This novel, touchy-feely approach clearly worked, and Blood Incantation’s newfound sense of freedom is given full rein on Absolute Elsewhere. It’s a huge, dizzying work through which the band’s many facets are endlessly refracted, as they question the nature of consciousness and what it means to be human.

Recorded at the legendary Berlin studio whose patrons have included David Bowie, Depeche Mode, and *checks notes* Cold Lake-era Celtic Frost – this album is the first where they began with an entirely blank slate.

“It was life-changing,” says Paul. “We were completely removed from the safety net of our normal lives where we’d get to go home every day, hang out with our wives, watch TV and smoke pot. From sunup to sundown, we were living and breathing the album. We couldn’t do anything else if we wanted to, because everything there was contingent on this creation of this… thing.”

Sprawling across two distinct but interlinked movements (The Stargate and The Message) Absolute Elsewhere sees Blood Incantation absorb and repurpose sounds and ideas like some sort of sentient cosmic blob wrenched from the pages of a Harlan Ellison story.

Deathly bludgeon, slo-mo doom and cataclysmic black metal have roles to play, as do meditative, Eastern-influenced sections, deeply affecting vocal melodies and prog virtuosity – Blood Incantation are skilfully twining these seemingly disparate elements together to create something entirely new. Similarly, the guest spots from Thorsten Quaeschning of German electronic pioneers Tangerine Dream and Nicklas Malmqvist of cult Swedish prog-heads Hällas serve to heighten the already kaleidoscopic sound.

If the presence of the former was a high-water mark for these longtime fans of electronic music – “He invited us to his studio,” says Paul. “I was tearing up” – the latter took some convincing. “Early on Nicklas wasn’t sure what we were doing,” says Paul. “It’s like, ‘Here’s this insane, brutal metal part… now we need the Mellotron flute.’ He’s like, ‘Why?! This is not possible. You will be crucified for this!’”

Morris Kolontyrsky, getting in a rare word, views the album as a series of enormous building blocks that have been placed one on top of the other. “It’s constructed like a pyramid, an obelisk or some ancient temple,” he says. “Every little piece is there to serve a greater purpose.”

This sense of near-religious necessity is one of the things that sets Absolute Elsewhere apart: for all the thought and labour that has gone into it, nothing sounds micromanaged or overworked – everything is exactly where it is supposed to be.

Lyrically, too, the album demanded a different, freer approach, written for the first time with the aim of directly addressing the listener. While some of these lyrics are grandly esoteric (‘siphon my flesh through the Stargate!’), the album’s second half certainly conveys the positivity at the heart of Blood Incantation’s work, extolling the listener to ‘sow peace through deeds’ while highlighting those resonant elements – ‘to know thyself’, ‘to create’ – that are core to our humanity.

“For The Message I wrote the lyrics all out with this more or less stream-of-consciousness automatic writing approach,” says Paul. “It felt innately familiar, like I was channelling something, not an alien being, but definitely tapping into something outside of myself.”

This sense of setting oneself aside and viewing what you’re doing at a remove feels like an ongoing theme for Blood Incantation, from references to astral projection to simply interrogating the status quo as it’s presented.

“It’s questioning the questions and transcending dogmatism,” says Paul. “Whether it’s philosophy, conspiracy theories or esotericism, it’s always about standing above the Venn diagram. It’s like a chequerboard but we’re not in a white square or a black square – we’re up here floating around, dancing on top of the chequerboard.”

Whether they’re picking apart big ideas or simply inspired to splice the seemingly unspliceable, it cuts to the writhing core of the Blood Incantation enigma: a huge, neon-green ‘Why not?’ written in impenetrably knotty death metal logotype.

“The only reason all these things can’t be incorporated is dogmatism,” says Paul. “Being stuck in these pre-established forms is an antiquated mindset. Why limit yourself to retreading what’s already been done when you have the whole oyster of the universe to draw from?”

• _Stored data_:
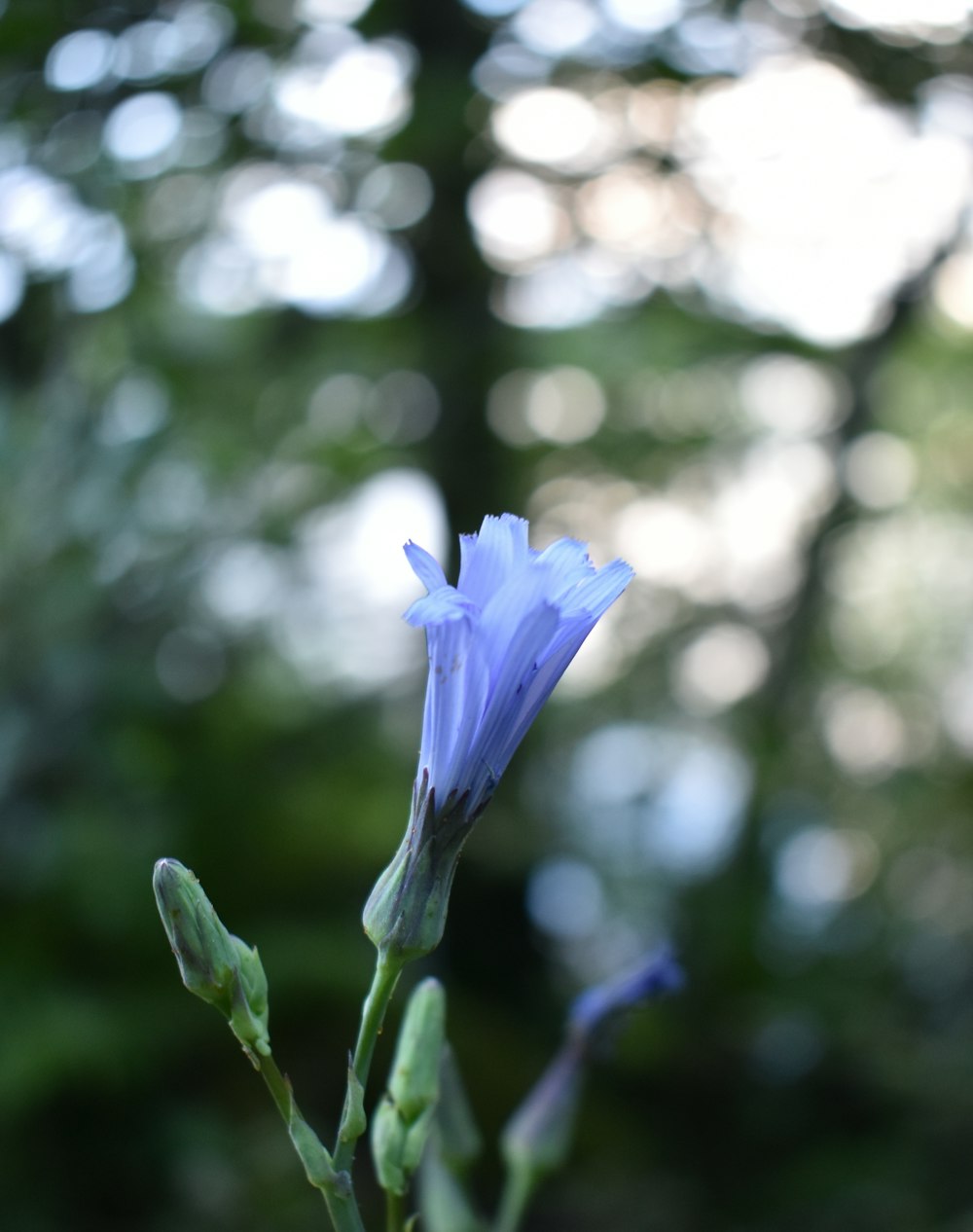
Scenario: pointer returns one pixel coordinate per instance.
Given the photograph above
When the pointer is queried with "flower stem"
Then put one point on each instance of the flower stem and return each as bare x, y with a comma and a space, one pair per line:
519, 1186
374, 1012
334, 1186
394, 1212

• _About this task_: Translate this sentence from the article on Blood Incantation's album into Spanish: "Morris Kolontyrsky, getting in a rare word, views the album as a series of enormous building blocks that have been placed one on top of the other."

• _Solution to this exercise_: Morris Kolontyrsky, que rara vez toma la palabra, concibe el álbum como una serie de enormes bloques de construcción que se han colocado uno encima de otro.